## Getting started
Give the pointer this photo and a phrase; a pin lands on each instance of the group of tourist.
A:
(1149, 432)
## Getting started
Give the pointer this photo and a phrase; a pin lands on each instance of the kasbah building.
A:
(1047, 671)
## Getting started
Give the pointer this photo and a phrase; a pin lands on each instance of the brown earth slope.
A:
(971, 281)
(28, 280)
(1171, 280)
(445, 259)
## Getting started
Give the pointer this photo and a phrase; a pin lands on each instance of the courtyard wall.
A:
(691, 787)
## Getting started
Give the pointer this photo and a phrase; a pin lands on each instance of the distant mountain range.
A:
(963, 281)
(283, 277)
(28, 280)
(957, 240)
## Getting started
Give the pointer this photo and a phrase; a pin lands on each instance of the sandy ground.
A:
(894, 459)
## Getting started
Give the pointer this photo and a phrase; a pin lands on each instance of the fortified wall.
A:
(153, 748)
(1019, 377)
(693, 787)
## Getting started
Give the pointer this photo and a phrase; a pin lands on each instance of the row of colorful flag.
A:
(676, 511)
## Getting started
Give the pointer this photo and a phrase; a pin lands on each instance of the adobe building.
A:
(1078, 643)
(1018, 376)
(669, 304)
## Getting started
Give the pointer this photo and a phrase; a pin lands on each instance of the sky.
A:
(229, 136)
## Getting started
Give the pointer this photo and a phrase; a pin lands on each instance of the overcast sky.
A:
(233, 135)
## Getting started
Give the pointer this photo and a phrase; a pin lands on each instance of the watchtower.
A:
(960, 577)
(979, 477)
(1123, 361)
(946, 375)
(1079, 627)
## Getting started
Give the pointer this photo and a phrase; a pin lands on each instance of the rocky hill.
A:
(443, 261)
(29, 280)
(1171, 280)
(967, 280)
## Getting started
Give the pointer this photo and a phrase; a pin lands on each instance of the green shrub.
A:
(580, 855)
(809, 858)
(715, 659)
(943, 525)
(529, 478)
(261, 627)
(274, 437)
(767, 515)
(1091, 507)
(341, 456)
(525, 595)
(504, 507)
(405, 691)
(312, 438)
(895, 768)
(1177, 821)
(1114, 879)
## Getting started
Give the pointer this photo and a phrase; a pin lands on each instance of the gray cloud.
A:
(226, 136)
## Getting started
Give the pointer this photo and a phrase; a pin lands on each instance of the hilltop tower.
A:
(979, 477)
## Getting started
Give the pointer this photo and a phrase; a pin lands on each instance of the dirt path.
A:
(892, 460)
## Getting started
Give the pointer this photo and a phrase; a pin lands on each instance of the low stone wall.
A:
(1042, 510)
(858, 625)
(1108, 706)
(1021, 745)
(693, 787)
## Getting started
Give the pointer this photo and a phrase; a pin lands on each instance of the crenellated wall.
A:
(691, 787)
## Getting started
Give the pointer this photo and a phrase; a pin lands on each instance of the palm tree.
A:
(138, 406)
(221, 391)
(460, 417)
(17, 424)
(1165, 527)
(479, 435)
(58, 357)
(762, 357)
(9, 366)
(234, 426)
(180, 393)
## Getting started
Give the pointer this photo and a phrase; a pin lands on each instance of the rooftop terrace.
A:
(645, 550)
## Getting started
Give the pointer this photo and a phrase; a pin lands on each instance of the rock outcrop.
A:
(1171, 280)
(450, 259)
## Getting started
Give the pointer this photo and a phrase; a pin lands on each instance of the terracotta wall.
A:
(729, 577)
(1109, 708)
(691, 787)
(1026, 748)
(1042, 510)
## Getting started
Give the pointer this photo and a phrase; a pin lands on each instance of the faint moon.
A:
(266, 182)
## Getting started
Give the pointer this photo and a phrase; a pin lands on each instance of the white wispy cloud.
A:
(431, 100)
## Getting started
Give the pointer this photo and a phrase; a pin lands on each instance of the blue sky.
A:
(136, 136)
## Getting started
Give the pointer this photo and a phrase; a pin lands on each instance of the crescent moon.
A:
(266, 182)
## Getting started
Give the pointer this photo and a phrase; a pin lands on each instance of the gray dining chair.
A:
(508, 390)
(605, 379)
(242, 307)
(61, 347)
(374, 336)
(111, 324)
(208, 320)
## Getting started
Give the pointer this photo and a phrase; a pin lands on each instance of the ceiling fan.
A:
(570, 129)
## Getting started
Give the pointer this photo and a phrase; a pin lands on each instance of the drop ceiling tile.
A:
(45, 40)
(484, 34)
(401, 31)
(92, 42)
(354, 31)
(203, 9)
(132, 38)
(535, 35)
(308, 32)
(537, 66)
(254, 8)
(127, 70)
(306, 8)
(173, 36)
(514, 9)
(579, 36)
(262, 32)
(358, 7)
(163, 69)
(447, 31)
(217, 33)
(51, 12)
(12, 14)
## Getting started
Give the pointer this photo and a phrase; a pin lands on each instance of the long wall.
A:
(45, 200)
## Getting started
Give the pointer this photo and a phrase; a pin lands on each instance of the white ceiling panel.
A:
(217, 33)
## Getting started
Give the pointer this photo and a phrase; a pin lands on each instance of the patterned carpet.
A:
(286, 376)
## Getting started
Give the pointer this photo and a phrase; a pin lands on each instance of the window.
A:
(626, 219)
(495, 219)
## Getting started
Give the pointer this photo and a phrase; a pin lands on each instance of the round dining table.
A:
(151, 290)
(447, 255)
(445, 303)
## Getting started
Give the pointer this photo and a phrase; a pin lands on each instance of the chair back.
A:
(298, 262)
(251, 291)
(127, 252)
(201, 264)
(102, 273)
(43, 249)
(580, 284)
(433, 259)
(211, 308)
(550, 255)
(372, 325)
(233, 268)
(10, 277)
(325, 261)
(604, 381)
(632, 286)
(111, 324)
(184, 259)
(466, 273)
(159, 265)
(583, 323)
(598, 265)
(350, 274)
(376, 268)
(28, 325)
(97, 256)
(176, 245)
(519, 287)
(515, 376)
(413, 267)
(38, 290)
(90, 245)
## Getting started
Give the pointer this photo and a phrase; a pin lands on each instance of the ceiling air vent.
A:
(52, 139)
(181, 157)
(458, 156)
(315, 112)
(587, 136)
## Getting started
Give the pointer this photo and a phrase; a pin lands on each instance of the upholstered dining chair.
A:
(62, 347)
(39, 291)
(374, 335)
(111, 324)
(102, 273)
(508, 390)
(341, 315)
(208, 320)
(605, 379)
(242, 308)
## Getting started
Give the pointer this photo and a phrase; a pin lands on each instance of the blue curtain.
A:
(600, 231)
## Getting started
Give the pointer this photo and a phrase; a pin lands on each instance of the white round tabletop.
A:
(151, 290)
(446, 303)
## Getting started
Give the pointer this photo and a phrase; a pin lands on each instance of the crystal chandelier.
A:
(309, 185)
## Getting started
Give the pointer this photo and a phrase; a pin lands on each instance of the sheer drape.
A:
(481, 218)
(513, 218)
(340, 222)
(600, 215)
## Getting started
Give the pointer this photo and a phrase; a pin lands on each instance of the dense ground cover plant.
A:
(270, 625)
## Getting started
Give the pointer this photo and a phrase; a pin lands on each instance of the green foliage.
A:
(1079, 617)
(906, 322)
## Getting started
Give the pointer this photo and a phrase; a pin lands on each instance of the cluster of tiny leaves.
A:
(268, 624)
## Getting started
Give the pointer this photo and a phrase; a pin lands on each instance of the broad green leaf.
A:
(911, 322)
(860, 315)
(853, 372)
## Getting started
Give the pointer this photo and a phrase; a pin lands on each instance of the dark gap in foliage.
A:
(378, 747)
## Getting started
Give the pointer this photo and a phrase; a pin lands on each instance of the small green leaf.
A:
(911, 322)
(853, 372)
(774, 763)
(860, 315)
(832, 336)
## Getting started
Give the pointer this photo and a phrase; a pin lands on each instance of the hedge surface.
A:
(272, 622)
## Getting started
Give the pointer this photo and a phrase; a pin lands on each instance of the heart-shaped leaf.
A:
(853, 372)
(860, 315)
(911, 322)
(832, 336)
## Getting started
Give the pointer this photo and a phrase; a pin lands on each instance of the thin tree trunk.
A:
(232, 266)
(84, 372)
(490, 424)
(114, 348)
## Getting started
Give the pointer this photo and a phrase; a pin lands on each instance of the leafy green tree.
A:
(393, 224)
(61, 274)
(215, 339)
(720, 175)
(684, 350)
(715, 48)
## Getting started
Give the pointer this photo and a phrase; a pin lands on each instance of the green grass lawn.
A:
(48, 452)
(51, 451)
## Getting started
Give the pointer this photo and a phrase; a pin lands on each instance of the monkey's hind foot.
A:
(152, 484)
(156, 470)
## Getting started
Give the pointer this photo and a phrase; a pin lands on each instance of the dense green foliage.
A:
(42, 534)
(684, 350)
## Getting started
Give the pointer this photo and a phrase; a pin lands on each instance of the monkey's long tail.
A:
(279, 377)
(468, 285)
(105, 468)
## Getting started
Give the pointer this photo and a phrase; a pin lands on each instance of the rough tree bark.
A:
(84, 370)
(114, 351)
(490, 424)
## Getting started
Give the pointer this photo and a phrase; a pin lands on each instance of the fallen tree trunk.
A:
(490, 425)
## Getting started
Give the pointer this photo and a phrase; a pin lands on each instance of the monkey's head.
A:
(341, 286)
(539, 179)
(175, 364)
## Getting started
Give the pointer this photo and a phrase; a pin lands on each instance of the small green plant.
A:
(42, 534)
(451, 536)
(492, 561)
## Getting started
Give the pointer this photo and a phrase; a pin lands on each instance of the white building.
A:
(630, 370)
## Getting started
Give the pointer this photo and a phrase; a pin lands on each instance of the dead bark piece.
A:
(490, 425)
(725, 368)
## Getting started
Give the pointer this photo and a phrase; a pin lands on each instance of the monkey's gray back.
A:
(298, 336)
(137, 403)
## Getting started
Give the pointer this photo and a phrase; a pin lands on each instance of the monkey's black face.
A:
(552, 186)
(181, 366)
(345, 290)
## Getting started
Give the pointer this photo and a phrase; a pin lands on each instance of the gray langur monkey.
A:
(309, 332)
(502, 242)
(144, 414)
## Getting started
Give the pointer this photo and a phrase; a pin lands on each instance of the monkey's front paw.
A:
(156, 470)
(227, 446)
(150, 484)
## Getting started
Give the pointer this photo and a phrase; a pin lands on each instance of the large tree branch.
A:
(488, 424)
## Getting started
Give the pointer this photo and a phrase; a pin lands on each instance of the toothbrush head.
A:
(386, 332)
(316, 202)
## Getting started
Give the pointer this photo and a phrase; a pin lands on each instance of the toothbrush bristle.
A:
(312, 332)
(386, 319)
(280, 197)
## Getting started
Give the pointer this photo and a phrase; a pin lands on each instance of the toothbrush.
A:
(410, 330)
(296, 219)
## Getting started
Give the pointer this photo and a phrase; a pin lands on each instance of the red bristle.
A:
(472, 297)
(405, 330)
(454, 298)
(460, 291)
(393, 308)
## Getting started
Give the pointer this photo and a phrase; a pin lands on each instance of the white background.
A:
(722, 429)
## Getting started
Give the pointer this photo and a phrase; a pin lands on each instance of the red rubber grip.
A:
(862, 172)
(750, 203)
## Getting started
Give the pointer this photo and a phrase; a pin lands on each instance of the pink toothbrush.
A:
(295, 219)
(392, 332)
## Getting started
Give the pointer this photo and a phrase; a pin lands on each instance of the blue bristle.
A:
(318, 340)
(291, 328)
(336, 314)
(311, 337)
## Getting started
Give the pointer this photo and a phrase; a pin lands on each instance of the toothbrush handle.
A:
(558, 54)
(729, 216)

━━━

What is needed
Pull out every line that contains the word "white", and keep in mind that case counts.

Exercise response
Give the pointer this photo and a phrase; a pin lands on each instance of the white wispy cloud.
Give the pointer this photo and a phrase; a pin lands on each instance of the white ceiling panel.
Give the pointer this photo and a phrase; a pin lands on each instance of the white round tabletop.
Give the pointer this photo and a phrase; a pin lands on each instance of the white building.
Give the pointer this photo and a phrase; a pin lands on each instance of the white background.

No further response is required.